:: WHAT TO DO ::
(1) In the George Fairbairn text, change "Hull KR" to "Hull Kingston Rovers" and write out the passage from "George Alexander Fairbairn (born" up to and including "KR's greatest-ever team.".
(2) Answer these questions using the George Fairbairn text:
(a) In which town was Fairbairn born?
(b) Which award did he win in 1980?
(c) In what month and year was he named in Hull KR's greatest-ever team?
(3) In the George Fairbairn text, rewrite the paragraph beginning "George Alexander Fairbairn (born 25 July 1954)" as a bulleted list that keeps its main facts.

:: SELECTION ::

━━━━━━━━━━━━━━━━

George Fairbairn

Personal information
- Full name: George Alexander Fairbairn
- Born: 25 July 1954 (age 72) Peebles, Scottish Borders, Scotland

Playing information

Rugby union
- Position: Full back
Club
| Years | Team | Pld | T | G | FG | P |
| 197?–74 | Kelso |  |  |  |  |  |
Representative
| Years | Team | Pld | T | G | FG | P |
| 197?–7? | Borders |  |  |  |  |  |

Rugby league
- Position: Fullback, Wing
Club
| Years | Team | Pld | T | G | FG | P |
| 1974–81 | Wigan | 204+3 | 30 | 583 | 11 | 1267 |
| 1981–89 | Hull KR | 269 | 49 | 549 | 19 | 1290 |
|  | Total | 476 | 79 | 1132 | 30 | 2557 |
Representative
| Years | Team | Pld | T | G | FG | P |
| 1975–81 | England | 15 | 3 | 43 | 1 | 96 |
| 1977–82 | Great Britain | 17 | 1 | 44 | 0 | 91 |
| 1977–82 | Lancashire | 2 | 0 | 7 | 0 | 14 |

Coaching information
Club
| Years | Team | Gms | W | D | L | W% |
| 1980–81 | Wigan | 34 | 23 | 3 | 8 | 68 |
| 1991–94 | Hull Kingston Rovers | 97 | 34 | 1 | 62 | 35 |
| 1994–95 | Huddersfield | 48 | 27 | 3 | 18 | 56 |
|  | Total | 179 | 84 | 7 | 88 | 47 |
Representative
| Years | Team | Gms | W | D | L | W% |
| 1995–97 | Scotland |  |  |  |  |  |
- Source:

= George Fairbairn (rugby) =

GB & England international rugby league & union player (born 1954)

George Alexander Fairbairn (born 25 July 1954) is a Scottish former rugby union and professional rugby league footballer who played in the 1970s and 1980s and coached rugby league in the 1980s and 1990s. He played representative level rugby union for Borders and at club level for Kelso RFC. Later he played at representative level rugby league for Great Britain and England and at club level for Wigan and Hull KR. He won the Man of Steel Award in 1980 and was known for goal-kicking. Fairbairn coached at representative level rugby league for Scotland and at club level for Wigan, Hull Kingston Rovers and Huddersfield.

Fairbairn retired as England's top point scorer in test football. In September 2012, he was named in Hull KR's greatest-ever team.

==Background==
Born in Peebles, Scotland, and raised in Coldstream, Scotland.

━━━━━━━━━━━━━━━━

:: DATA SECTION ::
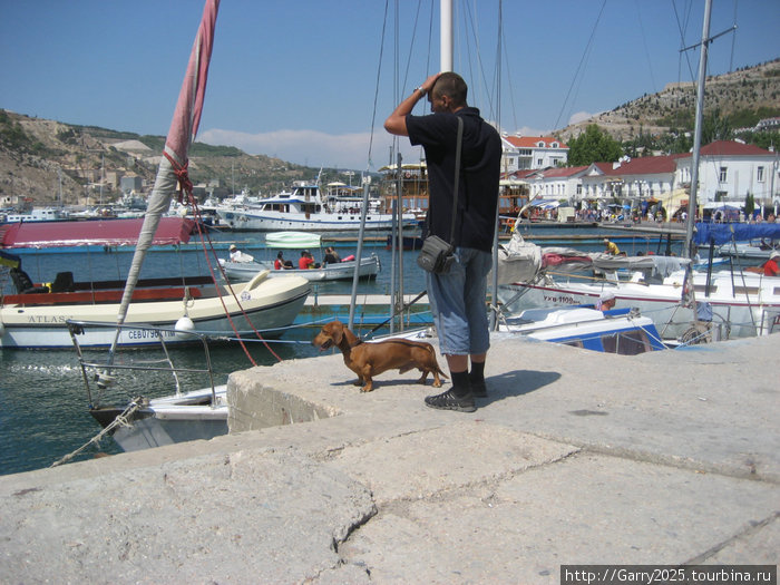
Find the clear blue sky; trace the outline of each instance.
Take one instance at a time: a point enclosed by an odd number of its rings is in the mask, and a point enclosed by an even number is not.
[[[311,166],[386,164],[384,118],[439,69],[438,0],[399,0],[398,16],[387,3],[386,21],[382,0],[223,0],[197,139]],[[713,3],[712,35],[739,28],[711,46],[710,75],[780,57],[780,1]],[[504,131],[538,135],[696,78],[699,51],[679,49],[699,41],[704,0],[505,0],[500,82],[498,7],[455,0],[455,69]],[[202,10],[0,0],[0,108],[165,135]],[[406,160],[419,157],[401,145]]]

━━━━━━━━━━━━━━━━

:: THE RESPONSES ::
(1)
George Alexander Fairbairn (born 25 July 1954) is a Scottish former rugby union and professional rugby league footballer who played in the 1970s and 1980s and coached rugby league in the 1980s and 1990s. He played representative level rugby union for Borders and at club level for Kelso RFC. Later he played at representative level rugby league for Great Britain and England and at club level for Wigan and Hull Kingston Rovers. He won the Man of Steel Award in 1980 and was known for goal-kicking. Fairbairn coached at representative level rugby league for Scotland and at club level for Wigan, Hull Kingston Rovers and Huddersfield.

Fairbairn retired as England's top point scorer in test football. In September 2012, he was named in Hull Kingston Rovers's greatest-ever team.

(2)
(a) Peebles, Scotland
(b) The Man of Steel Award
(c) September 2012

(3)
- Born 25 July 1954; Scottish former rugby union and professional rugby league footballer
- Played in the 1970s and 1980s and coached rugby league in the 1980s and 1990s
- Rugby union: Borders at representative level, Kelso RFC at club level
- Rugby league: Great Britain and England at representative level, Wigan and Hull KR at club level
- Won the Man of Steel Award in 1980 and was known for goal-kicking
- Coached Scotland at representative level, and Wigan, Hull Kingston Rovers and Huddersfield at club level